### WORK REQUIRED
Below are some records; retype all of them exactly.

[Extracted data entries]
◆ ◆ ◆
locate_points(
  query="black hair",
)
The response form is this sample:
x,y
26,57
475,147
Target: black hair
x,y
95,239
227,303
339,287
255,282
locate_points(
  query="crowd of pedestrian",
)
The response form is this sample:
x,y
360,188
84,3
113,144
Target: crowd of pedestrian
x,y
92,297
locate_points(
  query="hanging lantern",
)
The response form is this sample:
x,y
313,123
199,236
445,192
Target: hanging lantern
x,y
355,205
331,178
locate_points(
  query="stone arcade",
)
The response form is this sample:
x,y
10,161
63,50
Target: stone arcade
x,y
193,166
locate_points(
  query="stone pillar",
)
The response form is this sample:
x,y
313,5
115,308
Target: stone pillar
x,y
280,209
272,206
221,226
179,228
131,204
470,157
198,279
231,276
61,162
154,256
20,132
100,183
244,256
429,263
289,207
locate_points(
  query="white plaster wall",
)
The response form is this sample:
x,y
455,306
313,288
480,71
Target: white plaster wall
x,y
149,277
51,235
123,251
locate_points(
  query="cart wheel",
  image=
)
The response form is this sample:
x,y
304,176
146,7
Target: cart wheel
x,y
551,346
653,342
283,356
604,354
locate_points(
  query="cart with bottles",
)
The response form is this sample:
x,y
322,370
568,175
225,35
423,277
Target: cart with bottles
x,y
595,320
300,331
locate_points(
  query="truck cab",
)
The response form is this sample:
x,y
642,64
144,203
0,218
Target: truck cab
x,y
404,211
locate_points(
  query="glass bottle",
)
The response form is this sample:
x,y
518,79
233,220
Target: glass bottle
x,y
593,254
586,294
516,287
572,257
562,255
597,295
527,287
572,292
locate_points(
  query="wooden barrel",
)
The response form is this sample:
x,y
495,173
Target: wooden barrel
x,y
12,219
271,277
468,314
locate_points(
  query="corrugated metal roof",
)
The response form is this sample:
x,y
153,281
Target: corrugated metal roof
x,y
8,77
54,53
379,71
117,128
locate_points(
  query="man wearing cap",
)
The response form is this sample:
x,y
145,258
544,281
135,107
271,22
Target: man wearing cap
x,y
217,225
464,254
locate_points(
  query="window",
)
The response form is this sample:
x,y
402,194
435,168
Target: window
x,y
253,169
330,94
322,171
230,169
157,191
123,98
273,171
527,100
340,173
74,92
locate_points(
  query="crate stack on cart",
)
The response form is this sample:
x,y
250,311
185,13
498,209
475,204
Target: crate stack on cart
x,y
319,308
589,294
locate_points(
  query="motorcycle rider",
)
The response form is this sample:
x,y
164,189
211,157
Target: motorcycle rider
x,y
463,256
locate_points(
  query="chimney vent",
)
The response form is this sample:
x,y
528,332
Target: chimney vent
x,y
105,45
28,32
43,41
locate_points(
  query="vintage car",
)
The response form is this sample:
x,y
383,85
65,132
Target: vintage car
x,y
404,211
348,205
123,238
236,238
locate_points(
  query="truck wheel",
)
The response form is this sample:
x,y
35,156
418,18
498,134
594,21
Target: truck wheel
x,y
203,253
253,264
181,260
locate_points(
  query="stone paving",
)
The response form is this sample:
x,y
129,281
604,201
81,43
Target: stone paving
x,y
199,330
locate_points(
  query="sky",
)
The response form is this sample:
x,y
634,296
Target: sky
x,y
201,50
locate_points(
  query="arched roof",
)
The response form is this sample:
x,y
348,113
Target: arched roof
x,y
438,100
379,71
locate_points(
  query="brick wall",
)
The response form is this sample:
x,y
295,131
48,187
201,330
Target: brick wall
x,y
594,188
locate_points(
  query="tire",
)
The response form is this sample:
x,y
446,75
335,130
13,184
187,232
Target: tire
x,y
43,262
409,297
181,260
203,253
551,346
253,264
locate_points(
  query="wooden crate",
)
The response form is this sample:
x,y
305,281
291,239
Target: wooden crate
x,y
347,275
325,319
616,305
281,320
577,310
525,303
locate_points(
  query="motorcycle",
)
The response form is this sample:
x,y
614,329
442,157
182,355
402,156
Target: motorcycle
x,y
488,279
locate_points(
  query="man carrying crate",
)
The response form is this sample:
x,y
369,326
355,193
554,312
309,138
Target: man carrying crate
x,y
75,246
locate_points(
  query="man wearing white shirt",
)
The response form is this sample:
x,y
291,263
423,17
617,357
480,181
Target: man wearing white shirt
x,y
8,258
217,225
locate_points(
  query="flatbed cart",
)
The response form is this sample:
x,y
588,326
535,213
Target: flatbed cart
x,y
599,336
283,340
◆ ◆ ◆
### EXERCISE SOLUTION
locate_points(
  query="black hair",
)
The response form is this sample:
x,y
26,57
475,147
Target: black hair
x,y
95,239
227,303
339,287
255,282
locate_points(
  query="crowd of pedestrian",
)
The response form is this sample:
x,y
360,188
84,3
113,144
Target: crowd of pedestrian
x,y
92,297
locate_points(
  query="hanging lantern",
)
The response form is this sample:
x,y
313,123
199,236
445,192
Target: hanging lantern
x,y
355,205
331,178
locate_points(
  query="stone arcade",
)
The response form is this sample:
x,y
10,161
63,50
Target: stone arcade
x,y
193,166
locate_points(
  query="stone pillar",
)
The response form is this sample:
x,y
313,5
115,308
Target: stone pillar
x,y
280,209
272,206
221,226
179,228
131,204
470,157
198,279
231,276
61,162
154,256
20,132
100,183
244,256
429,263
289,207
locate_points(
  query="white plaster wall",
)
The response form is this sample:
x,y
455,306
313,288
480,71
Target: white plaster wall
x,y
149,277
51,235
123,251
locate_points(
  query="cart wheel",
  image=
)
The response form is this sample:
x,y
304,176
146,7
Target: cart wheel
x,y
551,346
653,342
283,356
604,354
locate_points(
  query="cart with bottles",
)
The response form is this sample:
x,y
322,370
568,175
225,35
423,277
Target: cart with bottles
x,y
595,320
300,331
locate_points(
  query="truck cab",
)
The response form is this sample:
x,y
642,64
144,203
0,218
Target: truck cab
x,y
404,211
locate_points(
  query="glass bottle",
)
The response form is this sample:
x,y
518,79
233,220
Target: glass bottle
x,y
593,254
586,294
516,287
572,257
562,255
597,295
527,287
572,292
locate_points(
  query="wooden barrel",
)
The response form is this sample:
x,y
495,173
Target: wooden barrel
x,y
12,219
271,277
468,314
locate_points(
  query="corrugated metal roof",
)
The response form is this sample:
x,y
153,281
Target: corrugated metal roof
x,y
8,77
54,53
379,71
117,128
locate_points(
  query="man wearing cap",
)
The response form is this sample:
x,y
145,258
544,281
135,107
271,22
Target: man wearing cap
x,y
217,225
464,254
locate_points(
  query="window",
)
The response form is this sample:
x,y
402,194
435,168
Target: window
x,y
253,169
330,94
322,171
230,169
157,191
123,98
273,171
527,100
340,173
74,92
locate_points(
  query="crate stack on cart",
)
The response form is this sample:
x,y
250,311
185,13
498,209
475,204
Target: crate stack on cart
x,y
319,308
589,294
locate_points(
  query="motorcycle rider",
)
The response form is this sample:
x,y
164,189
211,157
Target: motorcycle rider
x,y
463,256
locate_points(
  query="chimney vent",
)
The response form is this sample:
x,y
528,332
Target: chimney vent
x,y
105,45
28,32
43,41
locate_points(
  query="vintage car",
)
The response form is this sample:
x,y
383,85
65,132
Target: vintage car
x,y
404,211
348,205
123,238
236,238
locate_points(
  query="truck wheel",
)
The response form is this sample:
x,y
35,156
418,18
498,134
594,21
Target: truck wheel
x,y
203,253
253,264
181,260
locate_points(
  query="stone paving",
)
The response form is this sample:
x,y
129,281
604,201
81,43
Target: stone paving
x,y
199,330
locate_points(
  query="sky",
)
The response form is this sample:
x,y
634,296
Target: sky
x,y
201,50
locate_points(
  query="arched roof",
)
The response form is this sample:
x,y
348,113
Target: arched roof
x,y
438,100
379,71
locate_points(
  query="brick wall",
)
The response form is this sample:
x,y
295,131
48,187
201,330
Target: brick wall
x,y
594,188
locate_points(
  query="tire",
)
The response form is this sample:
x,y
446,75
335,130
13,184
187,232
Target: tire
x,y
43,262
409,297
181,260
203,253
551,346
253,264
locate_points(
  query="wooden crate",
)
The response form is this sample:
x,y
305,281
291,239
Target: wooden crate
x,y
347,275
325,319
616,305
281,320
577,310
525,303
locate_points(
  query="motorcycle",
)
The response form is this sample:
x,y
614,329
442,157
182,355
402,156
Target: motorcycle
x,y
488,279
locate_points(
  query="man carrying crate",
)
The response form is this sample:
x,y
369,326
355,193
554,312
309,138
Target: man carrying crate
x,y
75,246
locate_points(
  query="man wearing white shirt",
)
The response form is this sample:
x,y
291,263
423,17
617,357
480,181
Target: man wearing white shirt
x,y
8,258
217,225
locate_points(
  query="flatbed cart",
)
The response form is this sample:
x,y
588,326
535,213
Target: flatbed cart
x,y
599,336
283,340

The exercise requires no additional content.